| SHORT TASK |
Return each row below that contains the string "shadow", copying every such line in full. Matching is case-sensitive.

| RECORDS FOR THE EXERCISE |
--------

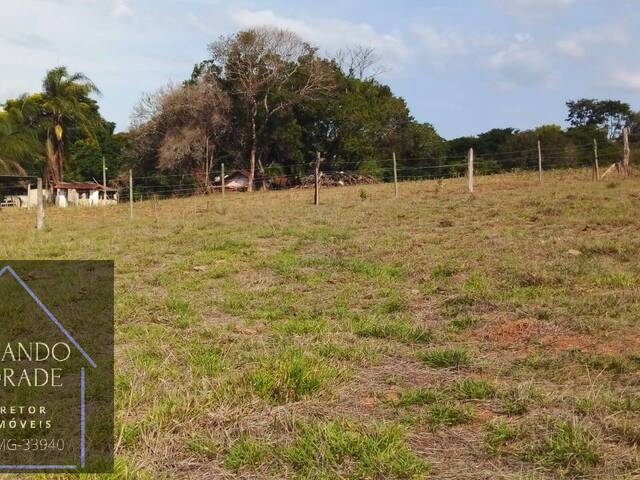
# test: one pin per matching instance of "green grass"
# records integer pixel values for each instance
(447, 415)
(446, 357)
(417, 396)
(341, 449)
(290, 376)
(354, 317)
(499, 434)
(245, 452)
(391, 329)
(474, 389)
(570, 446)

--------

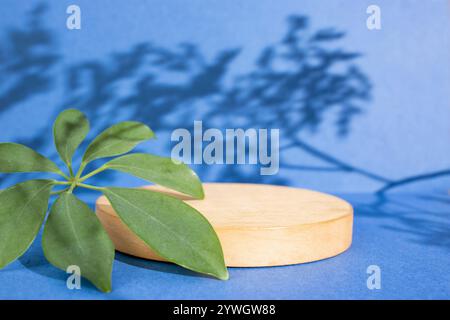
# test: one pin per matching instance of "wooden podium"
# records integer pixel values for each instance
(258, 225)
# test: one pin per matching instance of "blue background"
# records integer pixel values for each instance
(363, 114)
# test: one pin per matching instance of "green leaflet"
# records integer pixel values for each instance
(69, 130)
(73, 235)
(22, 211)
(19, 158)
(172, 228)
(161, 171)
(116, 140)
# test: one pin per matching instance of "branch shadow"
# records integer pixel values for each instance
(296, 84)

--------

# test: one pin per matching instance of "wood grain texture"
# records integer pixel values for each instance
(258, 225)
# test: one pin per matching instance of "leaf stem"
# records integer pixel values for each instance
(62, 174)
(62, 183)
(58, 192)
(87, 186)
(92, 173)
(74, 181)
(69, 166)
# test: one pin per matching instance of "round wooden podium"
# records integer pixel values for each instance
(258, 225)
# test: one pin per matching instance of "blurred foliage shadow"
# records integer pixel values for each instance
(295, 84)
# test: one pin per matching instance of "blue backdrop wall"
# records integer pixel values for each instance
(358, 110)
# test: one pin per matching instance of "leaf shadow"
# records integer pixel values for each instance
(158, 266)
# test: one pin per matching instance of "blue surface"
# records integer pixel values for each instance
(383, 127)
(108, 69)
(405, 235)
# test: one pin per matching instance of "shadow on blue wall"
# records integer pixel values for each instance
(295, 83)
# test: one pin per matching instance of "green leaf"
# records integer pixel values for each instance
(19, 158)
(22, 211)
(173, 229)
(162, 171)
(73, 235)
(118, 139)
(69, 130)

--------

| RIGHT ANSWER |
# test: one pin per matching instance of "branch shadow"
# test: one pin per matching instance of "blurred foliage shadow"
# test: one pin per matching instance of "leaf shadow"
# test: one pin per matching instance of "shadow on blue wall"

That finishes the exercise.